PROBLEM DESCRIPTION » All lines in the data bearing the string "pointing" should be identified and copied.

Stored data entries »
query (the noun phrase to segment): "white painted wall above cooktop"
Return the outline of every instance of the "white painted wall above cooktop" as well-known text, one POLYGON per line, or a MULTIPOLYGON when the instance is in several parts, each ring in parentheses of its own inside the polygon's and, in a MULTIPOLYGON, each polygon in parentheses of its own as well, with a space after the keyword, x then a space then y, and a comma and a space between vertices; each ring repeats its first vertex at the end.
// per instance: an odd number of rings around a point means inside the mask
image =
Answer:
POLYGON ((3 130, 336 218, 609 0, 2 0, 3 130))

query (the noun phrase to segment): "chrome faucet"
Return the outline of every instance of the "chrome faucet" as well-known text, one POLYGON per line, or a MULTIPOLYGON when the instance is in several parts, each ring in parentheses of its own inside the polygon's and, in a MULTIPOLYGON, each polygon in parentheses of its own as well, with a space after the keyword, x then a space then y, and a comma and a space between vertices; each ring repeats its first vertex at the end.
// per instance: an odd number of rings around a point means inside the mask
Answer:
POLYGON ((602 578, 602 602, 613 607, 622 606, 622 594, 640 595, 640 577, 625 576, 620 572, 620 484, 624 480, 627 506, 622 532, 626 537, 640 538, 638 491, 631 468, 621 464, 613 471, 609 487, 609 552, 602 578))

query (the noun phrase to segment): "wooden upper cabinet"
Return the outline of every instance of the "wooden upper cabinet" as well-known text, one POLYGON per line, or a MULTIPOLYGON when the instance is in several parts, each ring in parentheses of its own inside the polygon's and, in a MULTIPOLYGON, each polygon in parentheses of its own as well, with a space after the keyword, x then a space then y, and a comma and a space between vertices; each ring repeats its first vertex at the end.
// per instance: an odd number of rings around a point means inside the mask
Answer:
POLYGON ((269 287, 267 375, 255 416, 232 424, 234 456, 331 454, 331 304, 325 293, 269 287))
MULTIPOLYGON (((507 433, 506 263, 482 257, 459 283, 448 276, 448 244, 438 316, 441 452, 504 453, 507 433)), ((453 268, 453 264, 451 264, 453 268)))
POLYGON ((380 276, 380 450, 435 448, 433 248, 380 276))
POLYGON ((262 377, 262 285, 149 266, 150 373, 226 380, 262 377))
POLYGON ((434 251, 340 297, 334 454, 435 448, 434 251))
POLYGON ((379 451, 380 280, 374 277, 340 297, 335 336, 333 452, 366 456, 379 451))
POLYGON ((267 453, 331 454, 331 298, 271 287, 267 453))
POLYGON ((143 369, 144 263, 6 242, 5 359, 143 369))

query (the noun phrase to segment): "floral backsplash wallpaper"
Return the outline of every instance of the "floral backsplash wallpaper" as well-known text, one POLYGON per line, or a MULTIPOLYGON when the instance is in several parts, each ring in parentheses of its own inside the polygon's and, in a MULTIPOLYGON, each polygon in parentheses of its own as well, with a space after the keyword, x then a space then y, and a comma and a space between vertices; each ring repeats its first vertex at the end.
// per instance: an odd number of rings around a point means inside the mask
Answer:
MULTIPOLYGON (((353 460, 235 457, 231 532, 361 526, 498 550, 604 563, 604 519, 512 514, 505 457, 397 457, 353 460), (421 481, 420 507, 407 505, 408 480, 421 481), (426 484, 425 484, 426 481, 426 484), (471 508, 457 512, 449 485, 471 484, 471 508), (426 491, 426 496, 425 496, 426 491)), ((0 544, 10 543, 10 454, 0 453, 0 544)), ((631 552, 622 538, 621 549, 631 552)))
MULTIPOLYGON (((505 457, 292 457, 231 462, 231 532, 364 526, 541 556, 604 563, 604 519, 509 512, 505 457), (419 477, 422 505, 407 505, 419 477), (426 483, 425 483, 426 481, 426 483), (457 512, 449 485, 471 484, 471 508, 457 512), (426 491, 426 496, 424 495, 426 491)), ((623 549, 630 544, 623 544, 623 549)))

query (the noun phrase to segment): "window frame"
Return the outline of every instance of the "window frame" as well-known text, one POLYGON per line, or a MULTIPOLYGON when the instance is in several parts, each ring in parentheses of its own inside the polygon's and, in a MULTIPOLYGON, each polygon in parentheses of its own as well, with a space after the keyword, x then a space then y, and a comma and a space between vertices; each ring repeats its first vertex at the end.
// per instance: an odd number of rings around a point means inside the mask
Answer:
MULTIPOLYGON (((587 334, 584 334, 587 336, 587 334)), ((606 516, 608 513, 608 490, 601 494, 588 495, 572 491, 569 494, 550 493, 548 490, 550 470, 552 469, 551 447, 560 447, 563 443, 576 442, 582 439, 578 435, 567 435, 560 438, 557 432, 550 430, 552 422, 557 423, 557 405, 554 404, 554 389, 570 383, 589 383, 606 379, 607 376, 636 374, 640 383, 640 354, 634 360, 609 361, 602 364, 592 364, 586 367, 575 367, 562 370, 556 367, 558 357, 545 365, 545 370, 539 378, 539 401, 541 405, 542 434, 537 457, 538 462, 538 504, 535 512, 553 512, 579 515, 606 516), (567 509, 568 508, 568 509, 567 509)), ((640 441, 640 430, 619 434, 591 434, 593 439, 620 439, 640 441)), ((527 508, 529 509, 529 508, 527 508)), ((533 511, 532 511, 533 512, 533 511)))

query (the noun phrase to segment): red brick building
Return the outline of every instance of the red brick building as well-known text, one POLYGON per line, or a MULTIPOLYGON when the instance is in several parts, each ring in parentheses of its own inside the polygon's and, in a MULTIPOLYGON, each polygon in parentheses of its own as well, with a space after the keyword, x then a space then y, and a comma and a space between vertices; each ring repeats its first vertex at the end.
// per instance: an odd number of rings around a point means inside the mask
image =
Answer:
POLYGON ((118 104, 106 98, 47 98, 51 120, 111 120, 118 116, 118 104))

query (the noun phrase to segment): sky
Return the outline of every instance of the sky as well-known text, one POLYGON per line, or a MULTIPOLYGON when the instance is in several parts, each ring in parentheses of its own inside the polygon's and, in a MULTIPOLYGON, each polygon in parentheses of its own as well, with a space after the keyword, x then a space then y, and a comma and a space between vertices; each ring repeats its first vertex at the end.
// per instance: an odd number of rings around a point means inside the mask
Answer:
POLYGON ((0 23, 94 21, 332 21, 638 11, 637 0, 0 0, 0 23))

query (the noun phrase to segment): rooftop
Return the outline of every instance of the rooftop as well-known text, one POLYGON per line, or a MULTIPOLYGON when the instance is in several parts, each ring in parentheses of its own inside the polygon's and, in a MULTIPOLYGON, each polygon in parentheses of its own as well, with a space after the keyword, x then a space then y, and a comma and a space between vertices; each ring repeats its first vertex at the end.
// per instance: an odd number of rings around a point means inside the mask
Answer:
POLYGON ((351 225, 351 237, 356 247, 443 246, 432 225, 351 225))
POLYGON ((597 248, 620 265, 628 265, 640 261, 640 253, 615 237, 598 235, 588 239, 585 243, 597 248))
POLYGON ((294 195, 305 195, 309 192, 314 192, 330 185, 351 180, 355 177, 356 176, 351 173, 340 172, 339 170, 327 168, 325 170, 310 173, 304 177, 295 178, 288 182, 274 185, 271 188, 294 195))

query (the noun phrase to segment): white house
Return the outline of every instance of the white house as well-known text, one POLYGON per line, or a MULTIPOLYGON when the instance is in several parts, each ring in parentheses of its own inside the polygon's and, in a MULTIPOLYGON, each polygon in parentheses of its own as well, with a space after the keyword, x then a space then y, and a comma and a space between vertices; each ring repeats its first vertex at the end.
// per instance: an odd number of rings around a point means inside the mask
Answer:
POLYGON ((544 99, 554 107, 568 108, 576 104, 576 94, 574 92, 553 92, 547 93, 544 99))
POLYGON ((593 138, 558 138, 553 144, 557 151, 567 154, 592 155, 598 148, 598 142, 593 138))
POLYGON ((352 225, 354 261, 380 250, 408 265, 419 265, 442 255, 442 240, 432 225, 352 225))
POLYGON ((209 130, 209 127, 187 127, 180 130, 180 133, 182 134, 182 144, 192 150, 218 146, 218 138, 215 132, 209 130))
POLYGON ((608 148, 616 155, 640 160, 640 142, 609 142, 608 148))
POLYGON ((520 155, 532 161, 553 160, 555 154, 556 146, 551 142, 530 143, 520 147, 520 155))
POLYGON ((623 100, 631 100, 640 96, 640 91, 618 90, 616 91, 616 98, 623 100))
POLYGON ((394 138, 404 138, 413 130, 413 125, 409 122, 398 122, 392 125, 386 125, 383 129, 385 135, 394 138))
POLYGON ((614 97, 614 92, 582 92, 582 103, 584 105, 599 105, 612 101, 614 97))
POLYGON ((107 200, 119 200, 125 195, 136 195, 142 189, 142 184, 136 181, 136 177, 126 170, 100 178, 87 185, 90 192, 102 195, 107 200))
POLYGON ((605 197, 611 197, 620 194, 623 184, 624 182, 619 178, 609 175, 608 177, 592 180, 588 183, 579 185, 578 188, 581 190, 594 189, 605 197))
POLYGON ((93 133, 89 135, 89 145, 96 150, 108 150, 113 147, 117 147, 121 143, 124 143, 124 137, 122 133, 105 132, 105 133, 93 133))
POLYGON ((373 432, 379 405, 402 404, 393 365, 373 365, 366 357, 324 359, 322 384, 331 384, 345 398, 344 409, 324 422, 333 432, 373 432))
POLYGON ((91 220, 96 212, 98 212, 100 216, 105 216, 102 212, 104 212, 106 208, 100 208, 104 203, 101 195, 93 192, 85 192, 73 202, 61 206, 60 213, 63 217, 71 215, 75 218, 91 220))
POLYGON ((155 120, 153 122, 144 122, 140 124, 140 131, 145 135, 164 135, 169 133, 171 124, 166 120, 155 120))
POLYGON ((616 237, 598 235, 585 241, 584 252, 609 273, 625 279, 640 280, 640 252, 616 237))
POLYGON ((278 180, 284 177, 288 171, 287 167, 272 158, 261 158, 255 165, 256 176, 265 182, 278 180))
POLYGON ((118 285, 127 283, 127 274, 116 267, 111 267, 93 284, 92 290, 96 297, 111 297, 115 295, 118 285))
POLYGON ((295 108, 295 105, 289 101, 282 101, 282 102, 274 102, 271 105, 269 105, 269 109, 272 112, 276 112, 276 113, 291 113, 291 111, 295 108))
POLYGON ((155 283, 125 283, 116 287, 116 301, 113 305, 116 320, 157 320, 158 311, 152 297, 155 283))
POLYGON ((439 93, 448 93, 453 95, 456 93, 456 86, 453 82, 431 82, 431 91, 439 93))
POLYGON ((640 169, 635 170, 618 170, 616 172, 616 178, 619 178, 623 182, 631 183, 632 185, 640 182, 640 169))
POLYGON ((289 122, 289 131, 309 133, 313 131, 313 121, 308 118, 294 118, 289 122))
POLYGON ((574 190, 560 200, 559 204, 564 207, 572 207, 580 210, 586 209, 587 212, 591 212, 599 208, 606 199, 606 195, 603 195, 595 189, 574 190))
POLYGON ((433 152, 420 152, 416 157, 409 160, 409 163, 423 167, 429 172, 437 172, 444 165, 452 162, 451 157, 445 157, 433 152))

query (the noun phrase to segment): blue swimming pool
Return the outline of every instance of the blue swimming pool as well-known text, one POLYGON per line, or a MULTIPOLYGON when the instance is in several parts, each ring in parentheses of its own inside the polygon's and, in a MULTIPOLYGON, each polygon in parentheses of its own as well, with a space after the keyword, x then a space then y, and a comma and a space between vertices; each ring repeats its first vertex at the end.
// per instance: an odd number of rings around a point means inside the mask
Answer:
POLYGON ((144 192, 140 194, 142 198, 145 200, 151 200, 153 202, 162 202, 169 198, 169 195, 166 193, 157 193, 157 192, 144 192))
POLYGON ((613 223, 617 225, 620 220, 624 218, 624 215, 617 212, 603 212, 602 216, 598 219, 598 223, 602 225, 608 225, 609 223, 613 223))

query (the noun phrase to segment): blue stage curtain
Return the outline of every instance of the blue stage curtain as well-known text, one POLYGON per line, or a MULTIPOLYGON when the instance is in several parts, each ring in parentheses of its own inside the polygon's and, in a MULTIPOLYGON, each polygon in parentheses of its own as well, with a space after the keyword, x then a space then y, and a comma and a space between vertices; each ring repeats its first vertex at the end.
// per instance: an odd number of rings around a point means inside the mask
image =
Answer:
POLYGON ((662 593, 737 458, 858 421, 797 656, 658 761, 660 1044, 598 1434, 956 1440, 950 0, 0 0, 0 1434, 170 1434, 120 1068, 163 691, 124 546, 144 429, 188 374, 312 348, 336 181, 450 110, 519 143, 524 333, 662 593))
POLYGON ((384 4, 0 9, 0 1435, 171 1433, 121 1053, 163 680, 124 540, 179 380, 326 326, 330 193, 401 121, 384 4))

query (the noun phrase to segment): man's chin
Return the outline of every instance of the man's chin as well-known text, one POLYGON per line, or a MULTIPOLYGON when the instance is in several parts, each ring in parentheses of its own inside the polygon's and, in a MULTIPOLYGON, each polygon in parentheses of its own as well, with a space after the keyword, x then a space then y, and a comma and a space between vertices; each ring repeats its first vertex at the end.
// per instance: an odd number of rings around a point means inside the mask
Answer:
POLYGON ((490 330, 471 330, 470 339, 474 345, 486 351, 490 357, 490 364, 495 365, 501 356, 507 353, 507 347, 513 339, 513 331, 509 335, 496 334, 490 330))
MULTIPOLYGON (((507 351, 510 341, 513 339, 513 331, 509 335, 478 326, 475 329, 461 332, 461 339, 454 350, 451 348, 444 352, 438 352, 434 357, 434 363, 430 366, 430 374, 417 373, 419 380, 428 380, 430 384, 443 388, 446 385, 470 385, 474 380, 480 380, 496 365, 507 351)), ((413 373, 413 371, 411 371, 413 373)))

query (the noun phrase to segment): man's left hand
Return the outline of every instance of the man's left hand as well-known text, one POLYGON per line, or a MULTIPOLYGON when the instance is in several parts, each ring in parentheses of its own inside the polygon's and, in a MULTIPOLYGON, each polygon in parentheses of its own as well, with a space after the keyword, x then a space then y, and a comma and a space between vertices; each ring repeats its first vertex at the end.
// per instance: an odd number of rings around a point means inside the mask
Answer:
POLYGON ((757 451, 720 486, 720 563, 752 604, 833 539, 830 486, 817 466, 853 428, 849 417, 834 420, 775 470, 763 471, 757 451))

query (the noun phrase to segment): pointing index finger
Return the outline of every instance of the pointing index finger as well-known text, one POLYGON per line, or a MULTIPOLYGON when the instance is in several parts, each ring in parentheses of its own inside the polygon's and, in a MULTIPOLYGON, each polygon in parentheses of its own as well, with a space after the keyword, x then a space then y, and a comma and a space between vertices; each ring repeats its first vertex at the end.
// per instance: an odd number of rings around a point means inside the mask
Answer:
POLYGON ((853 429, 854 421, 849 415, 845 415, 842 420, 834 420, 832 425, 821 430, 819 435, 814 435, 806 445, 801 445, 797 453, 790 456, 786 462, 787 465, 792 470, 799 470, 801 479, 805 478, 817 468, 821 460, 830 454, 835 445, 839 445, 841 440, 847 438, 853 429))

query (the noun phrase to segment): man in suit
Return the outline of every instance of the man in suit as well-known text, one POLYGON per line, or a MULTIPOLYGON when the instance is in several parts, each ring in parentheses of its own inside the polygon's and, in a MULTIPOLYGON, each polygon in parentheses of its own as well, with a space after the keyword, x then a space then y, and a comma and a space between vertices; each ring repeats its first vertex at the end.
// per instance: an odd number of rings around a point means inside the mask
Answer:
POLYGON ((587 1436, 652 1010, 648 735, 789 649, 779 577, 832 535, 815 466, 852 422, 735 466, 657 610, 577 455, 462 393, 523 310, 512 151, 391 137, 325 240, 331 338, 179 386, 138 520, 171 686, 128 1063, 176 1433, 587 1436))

REPLY TO THE TASK »
query (the noun phrase to segment): pointing index finger
Return the outline of every instance of the pointing index finger as well-known text, one POLYGON per line, or a MULTIPOLYGON when the instance is in several parts, each ring in parentheses of its own inside the polygon's and, in a MULTIPOLYGON, each polygon in parentheses of its own as well, with a space after the keyword, x then a space then y, and a comma and a space between vertices; each ring repeats its first vertex at the end.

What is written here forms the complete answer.